练习说明 →
将下列记录的每一行排成编号列表，略去空行，答案中不要包含图片。

标注数据集中的条目 →
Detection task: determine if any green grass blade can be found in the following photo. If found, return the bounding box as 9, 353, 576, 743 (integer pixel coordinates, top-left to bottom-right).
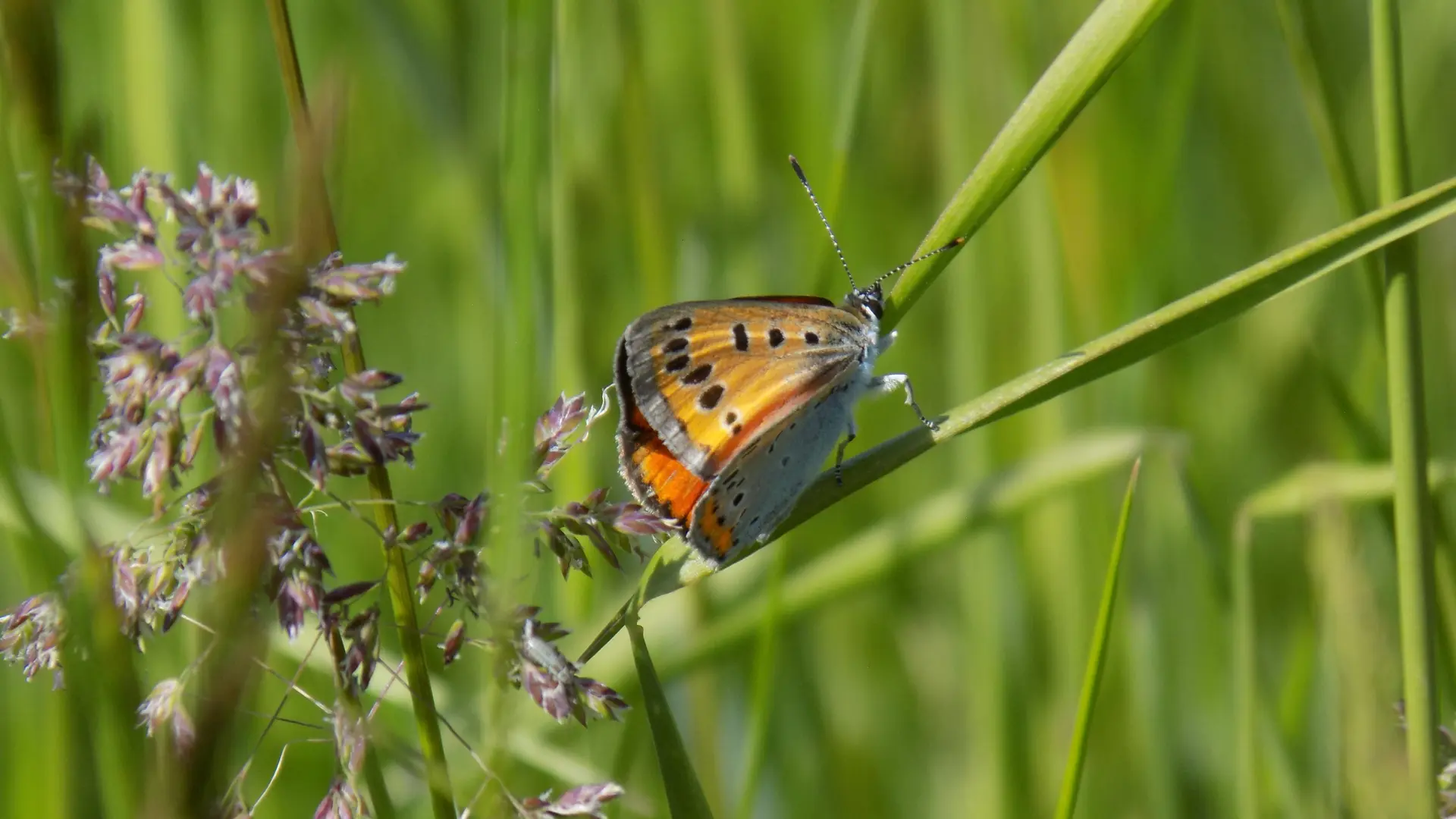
1276, 0, 1380, 309
579, 430, 1159, 680
881, 0, 1168, 332
1232, 460, 1456, 819
734, 549, 789, 819
628, 609, 714, 819
1057, 457, 1143, 819
582, 167, 1456, 661
1370, 0, 1440, 816
268, 0, 456, 819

本题答案 →
1. Detection task: determine if any green grass blade can be found in the following photo. If found, return the bounding box as 9, 353, 576, 743 (integer pixel coordinates, top-left to bottom-right).
2. 1276, 0, 1380, 309
3. 579, 430, 1159, 680
4. 881, 0, 1168, 332
5. 1232, 460, 1456, 819
6. 734, 549, 789, 819
7. 628, 609, 714, 819
8. 1057, 457, 1143, 819
9. 582, 167, 1456, 661
10. 1370, 0, 1440, 816
11. 268, 0, 456, 819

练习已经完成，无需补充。